### Check your understanding:
(a) According to the article on the Salisbury clean-up, about how many specialist military personnel will support the operation?
(b) Copy out the article on the Salisbury clean-up word for word from "Around 190 specialist" to "of Defence (MoD).".

### Reading text:
**********

Cover Image: Falcon Squadron, Royal Tank Regiment on the scene following nerve agent attack (Picture: MOD)
The Army and Royal Air Force will support the clean-up operation in Salisbury, following the nerve agent attack in March.
Around 190 specialist military personnel from the Army and RAF will be supporting the operation to ensure the sites safe for public use.
The work is expected to take a number of months and is currently being overseen by DEFRA, based on expert advice from Defence Science and Technology Laboratory (DSTL), Public Health England, Department for Health and Social Care, Home Office, and Ministry of Defence (MoD).
The Department for the Environment and Rural Affairs (DEFRA) also said that a "very small amount" of the Novichok nerve agent was used in the suspected attack on former Russian spy Sergei Skripal and his daughter Yulia, with the substance delivered in a "liquid form".
Nine sites within the city still require some level of specialist cleaning, including The Maltings, the cemetery, Zizzi and the Ashley Wood compound.
But the level of contamination at the sites is still unclear.
"We either know there is contamination there (in the nine sites) or we think there is a probability we could find contamination there," DEFRA said.
DEFRA’s Chief Scientific Adviser Ian Boyd, who is chair of the decontamination science assurance group overseeing the work, said:
"Our approach is based on the best scientific evidence and advice to ensure decontamination is carried out in a thorough and careful way."
"Our number one priority is making these sites safe for the public, so they can be returned to use for the people of Salisbury."
"Thanks to detailed information gathered during the police’s investigation, and our scientific understanding of how the agent works and is spread, we have been able to categorise the likely level of contamination at each site and are drawing up tailored plans."
"Meticulous work is required and we expect it will be a number of months before all sites are fully reopened."
Work has already begun on a small cordoned area of London Road Cemetery, which has now been reopened to the public - following extensive investigations and testing to establish that it was not contaminated.
Public Health England have reaffirmed that the risk to the general public is low.
Residents and visitors will see more activity in the city as the work gets underway.
In the coming days, current cordons around the most public sites will be replaced with secure fencing, backed by police patrols and security guards.
Baroness Jane Scott, the Leader of Wiltshire Council, said:
"We are pleased that work will be starting to decontaminate the sites affected by the shocking attack in our city."
"Working together with local and national agencies we are doing all we can to help Salisbury return to normal."
"Our main concern is to ensure that Salisbury is safe for residents, businesses and visitors and that the city can focus on the future, its recovery and that it will go from strength to strength."

**********

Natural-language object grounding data
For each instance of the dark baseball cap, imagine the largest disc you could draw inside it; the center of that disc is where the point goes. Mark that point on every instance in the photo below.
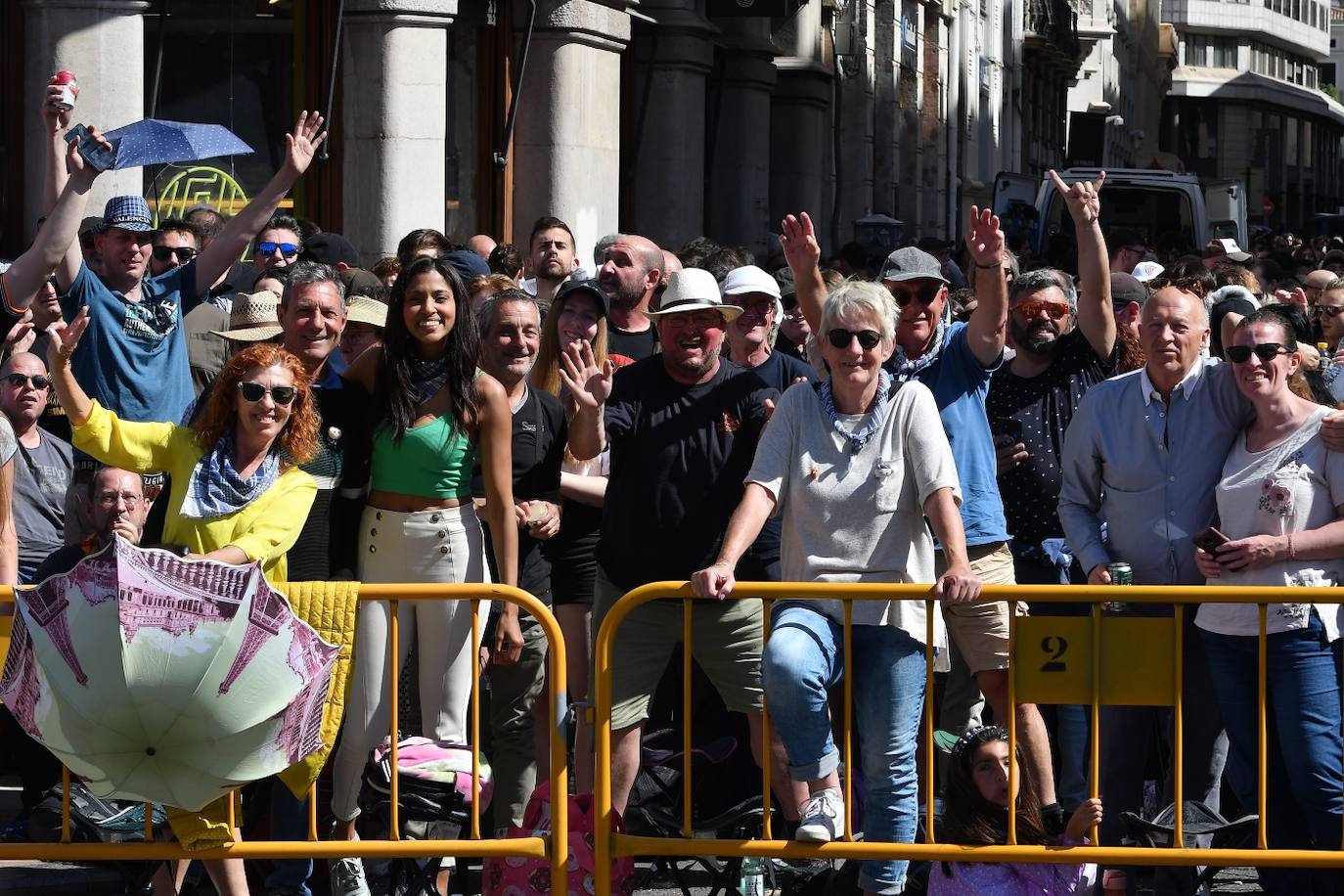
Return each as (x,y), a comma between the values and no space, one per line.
(573,287)
(912,263)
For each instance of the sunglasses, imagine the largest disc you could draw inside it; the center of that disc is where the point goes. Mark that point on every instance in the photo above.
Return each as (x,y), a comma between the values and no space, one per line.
(867,338)
(926,295)
(38,381)
(164,252)
(283,395)
(1265,351)
(288,250)
(1031,308)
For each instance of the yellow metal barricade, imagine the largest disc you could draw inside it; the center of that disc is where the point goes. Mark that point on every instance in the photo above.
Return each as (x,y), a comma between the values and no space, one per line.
(554,848)
(1097,659)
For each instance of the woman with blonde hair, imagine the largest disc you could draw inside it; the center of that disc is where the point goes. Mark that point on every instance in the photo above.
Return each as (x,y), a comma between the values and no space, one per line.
(578,315)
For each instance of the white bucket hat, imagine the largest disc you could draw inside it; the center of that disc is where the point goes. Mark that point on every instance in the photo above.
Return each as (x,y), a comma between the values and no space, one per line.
(694,291)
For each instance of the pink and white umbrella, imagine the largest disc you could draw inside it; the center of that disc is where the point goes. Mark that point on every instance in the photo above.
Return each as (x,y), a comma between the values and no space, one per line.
(165,680)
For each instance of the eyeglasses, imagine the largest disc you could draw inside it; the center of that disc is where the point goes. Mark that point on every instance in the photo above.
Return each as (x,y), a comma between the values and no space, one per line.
(759,306)
(184,252)
(926,295)
(1265,351)
(841,337)
(1034,306)
(19,381)
(283,395)
(288,250)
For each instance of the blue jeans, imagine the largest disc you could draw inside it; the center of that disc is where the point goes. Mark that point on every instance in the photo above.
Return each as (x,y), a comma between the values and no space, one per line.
(802,658)
(288,821)
(1303,715)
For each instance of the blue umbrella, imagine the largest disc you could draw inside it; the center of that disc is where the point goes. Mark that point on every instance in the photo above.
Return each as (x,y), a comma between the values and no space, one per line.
(155,143)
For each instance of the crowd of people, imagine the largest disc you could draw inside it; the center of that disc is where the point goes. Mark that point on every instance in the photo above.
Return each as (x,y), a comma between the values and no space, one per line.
(496,413)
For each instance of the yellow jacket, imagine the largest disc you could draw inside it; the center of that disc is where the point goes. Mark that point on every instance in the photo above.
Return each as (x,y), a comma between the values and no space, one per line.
(263,529)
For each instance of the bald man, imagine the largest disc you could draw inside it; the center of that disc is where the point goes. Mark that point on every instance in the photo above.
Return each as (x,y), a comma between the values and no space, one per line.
(631,276)
(482,245)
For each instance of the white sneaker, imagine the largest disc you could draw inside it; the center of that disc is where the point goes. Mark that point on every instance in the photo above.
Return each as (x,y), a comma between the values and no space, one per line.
(347,876)
(822,817)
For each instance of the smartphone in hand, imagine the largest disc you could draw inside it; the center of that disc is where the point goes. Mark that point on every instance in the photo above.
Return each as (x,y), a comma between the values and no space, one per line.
(1210,539)
(93,152)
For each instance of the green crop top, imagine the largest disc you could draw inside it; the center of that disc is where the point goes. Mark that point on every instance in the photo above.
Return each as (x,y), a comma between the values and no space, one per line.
(430,463)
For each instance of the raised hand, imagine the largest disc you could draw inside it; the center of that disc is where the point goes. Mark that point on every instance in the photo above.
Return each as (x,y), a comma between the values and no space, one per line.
(53,118)
(1082,198)
(586,381)
(302,143)
(984,238)
(65,337)
(798,241)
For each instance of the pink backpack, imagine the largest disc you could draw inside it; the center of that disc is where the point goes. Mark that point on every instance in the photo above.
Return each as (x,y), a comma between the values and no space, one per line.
(517,876)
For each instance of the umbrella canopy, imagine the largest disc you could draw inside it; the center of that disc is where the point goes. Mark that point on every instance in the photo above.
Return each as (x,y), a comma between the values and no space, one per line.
(157,143)
(165,680)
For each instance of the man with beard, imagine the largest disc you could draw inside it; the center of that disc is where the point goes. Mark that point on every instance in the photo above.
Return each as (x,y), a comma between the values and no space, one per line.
(552,255)
(1066,344)
(631,274)
(1064,347)
(683,428)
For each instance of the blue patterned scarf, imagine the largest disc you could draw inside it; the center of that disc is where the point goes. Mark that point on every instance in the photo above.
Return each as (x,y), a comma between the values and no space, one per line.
(879,414)
(215,489)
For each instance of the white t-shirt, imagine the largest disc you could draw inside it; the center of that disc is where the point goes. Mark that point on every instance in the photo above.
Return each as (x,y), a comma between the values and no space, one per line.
(1293,486)
(858,517)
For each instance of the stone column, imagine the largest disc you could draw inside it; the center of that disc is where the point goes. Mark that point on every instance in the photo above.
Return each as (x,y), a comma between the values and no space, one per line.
(104,43)
(394,68)
(739,168)
(566,154)
(800,124)
(667,158)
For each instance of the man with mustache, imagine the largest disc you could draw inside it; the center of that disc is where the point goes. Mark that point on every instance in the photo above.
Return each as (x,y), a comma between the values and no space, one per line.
(1066,344)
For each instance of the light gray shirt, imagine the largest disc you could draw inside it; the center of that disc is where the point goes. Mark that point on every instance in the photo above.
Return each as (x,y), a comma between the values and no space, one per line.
(1149,470)
(858,517)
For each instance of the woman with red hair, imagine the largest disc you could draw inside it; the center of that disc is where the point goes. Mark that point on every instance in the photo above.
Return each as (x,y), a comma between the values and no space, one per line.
(243,496)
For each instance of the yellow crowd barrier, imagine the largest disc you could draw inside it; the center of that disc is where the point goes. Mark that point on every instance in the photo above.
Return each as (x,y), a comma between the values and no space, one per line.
(554,848)
(1097,659)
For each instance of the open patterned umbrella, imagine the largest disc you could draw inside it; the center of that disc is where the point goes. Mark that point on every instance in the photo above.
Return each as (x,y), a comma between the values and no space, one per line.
(155,143)
(165,680)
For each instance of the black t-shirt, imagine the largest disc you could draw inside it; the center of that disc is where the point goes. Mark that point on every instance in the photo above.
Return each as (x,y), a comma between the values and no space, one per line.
(631,347)
(1043,407)
(679,460)
(779,371)
(539,438)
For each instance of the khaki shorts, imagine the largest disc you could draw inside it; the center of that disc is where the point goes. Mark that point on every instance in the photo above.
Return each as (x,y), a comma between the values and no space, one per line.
(728,639)
(980,630)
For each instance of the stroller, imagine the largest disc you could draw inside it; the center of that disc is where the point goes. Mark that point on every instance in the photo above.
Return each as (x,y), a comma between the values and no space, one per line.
(434,801)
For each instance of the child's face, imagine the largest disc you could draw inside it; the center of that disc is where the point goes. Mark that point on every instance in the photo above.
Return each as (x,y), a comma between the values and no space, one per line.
(989,770)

**********

### Results for each task:
(a) Around 190.

(b)
Around 190 specialist military personnel from the Army and RAF will be supporting the operation to ensure the sites safe for public use.
The work is expected to take a number of months and is currently being overseen by DEFRA, based on expert advice from Defence Science and Technology Laboratory (DSTL), Public Health England, Department for Health and Social Care, Home Office, and Ministry of Defence (MoD).